** start RECORDED INFORMATION **

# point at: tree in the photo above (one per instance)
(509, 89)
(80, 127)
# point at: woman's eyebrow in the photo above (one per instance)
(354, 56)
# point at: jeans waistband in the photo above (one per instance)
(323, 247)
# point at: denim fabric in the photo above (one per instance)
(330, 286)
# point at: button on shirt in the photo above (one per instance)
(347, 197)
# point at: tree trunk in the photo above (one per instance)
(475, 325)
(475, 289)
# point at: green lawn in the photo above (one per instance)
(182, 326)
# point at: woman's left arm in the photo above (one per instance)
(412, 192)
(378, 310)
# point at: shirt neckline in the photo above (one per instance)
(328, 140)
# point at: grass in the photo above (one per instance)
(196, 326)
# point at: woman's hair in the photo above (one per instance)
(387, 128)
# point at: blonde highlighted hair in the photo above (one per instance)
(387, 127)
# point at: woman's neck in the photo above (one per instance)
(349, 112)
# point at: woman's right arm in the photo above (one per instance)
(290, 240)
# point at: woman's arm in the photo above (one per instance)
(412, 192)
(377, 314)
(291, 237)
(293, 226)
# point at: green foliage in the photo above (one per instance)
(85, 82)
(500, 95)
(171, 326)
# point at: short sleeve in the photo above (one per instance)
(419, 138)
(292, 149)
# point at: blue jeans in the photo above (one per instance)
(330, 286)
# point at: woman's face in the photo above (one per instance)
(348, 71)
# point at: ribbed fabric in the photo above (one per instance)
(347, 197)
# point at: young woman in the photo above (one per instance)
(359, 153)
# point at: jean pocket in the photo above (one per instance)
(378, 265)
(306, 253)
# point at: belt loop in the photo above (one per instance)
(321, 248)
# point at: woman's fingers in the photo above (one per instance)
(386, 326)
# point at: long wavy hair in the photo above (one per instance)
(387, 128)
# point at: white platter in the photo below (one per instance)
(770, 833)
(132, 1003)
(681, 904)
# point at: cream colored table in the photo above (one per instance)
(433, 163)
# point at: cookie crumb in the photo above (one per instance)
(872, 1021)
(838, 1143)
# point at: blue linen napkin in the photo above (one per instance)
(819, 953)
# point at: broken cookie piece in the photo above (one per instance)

** end RECORDED INFORMATION **

Put the rows above into a numbered list, leaving out any blank lines.

# [RESULT]
1. # point at: tree in the photo above (one per instance)
2. (509, 89)
3. (80, 127)
4. # point at: woman's eyebrow in the photo above (one per instance)
5. (354, 56)
6. # point at: jeans waistband in the photo above (one per instance)
7. (323, 247)
8. # point at: denim fabric in the photo above (one per instance)
9. (330, 286)
10. # point at: button on shirt in the photo above (one per instance)
11. (347, 197)
12. # point at: tree trunk in the photo above (one per instance)
13. (475, 325)
14. (475, 289)
15. # point at: green lawn in the photo above (one per instance)
16. (182, 326)
17. # point at: woman's left arm in the photo above (one per instance)
18. (412, 192)
19. (378, 310)
20. # point at: shirt neckline in the photo above (one per instance)
21. (328, 140)
22. # point at: grass in the photo above (one per instance)
23. (196, 326)
24. # point at: woman's hair in the photo above (one per instance)
25. (387, 128)
26. # point at: blonde highlighted hair in the photo above (one per instance)
27. (387, 127)
28. # point at: woman's neck in the photo above (one per instance)
29. (349, 112)
30. # point at: woman's right arm in the photo above (one per instance)
31. (290, 240)
32. # point at: woman's arm in the photo above (one per instance)
33. (412, 192)
34. (377, 314)
35. (291, 237)
36. (293, 226)
37. # point at: green foliage in the photo above (one per instance)
38. (85, 82)
39. (500, 95)
40. (171, 326)
41. # point at: short sleeve in the photo above (one per instance)
42. (419, 138)
43. (292, 149)
44. # point at: blue jeans in the photo above (one per instance)
45. (330, 286)
46. # point at: woman's face in the photo above (one per instance)
47. (348, 71)
48. # point at: ribbed fabric in the photo above (one per instance)
49. (347, 197)
50. # point at: young woman in the photo above (one per instance)
51. (359, 153)
52. # point at: jean pocket in the photo above (one per instance)
53. (378, 265)
54. (306, 253)
55. # point at: belt loop in the photo above (one per instance)
56. (321, 248)
57. # point at: woman's fingers in the photo above (one per instance)
58. (386, 326)
59. # point at: long wavy hair in the photo above (one per instance)
60. (387, 128)
61. # point at: white platter in the photo below (one per instance)
62. (770, 833)
63. (132, 1003)
64. (681, 904)
65. # point at: cream colored table in the photo above (one per instance)
66. (433, 163)
67. # point at: cookie crumb in the photo above (one per instance)
68. (872, 1021)
69. (838, 1143)
70. # point at: blue linen napkin in the photo above (one per instance)
71. (819, 953)
72. # point at: broken cookie piece in the photo above (one per instance)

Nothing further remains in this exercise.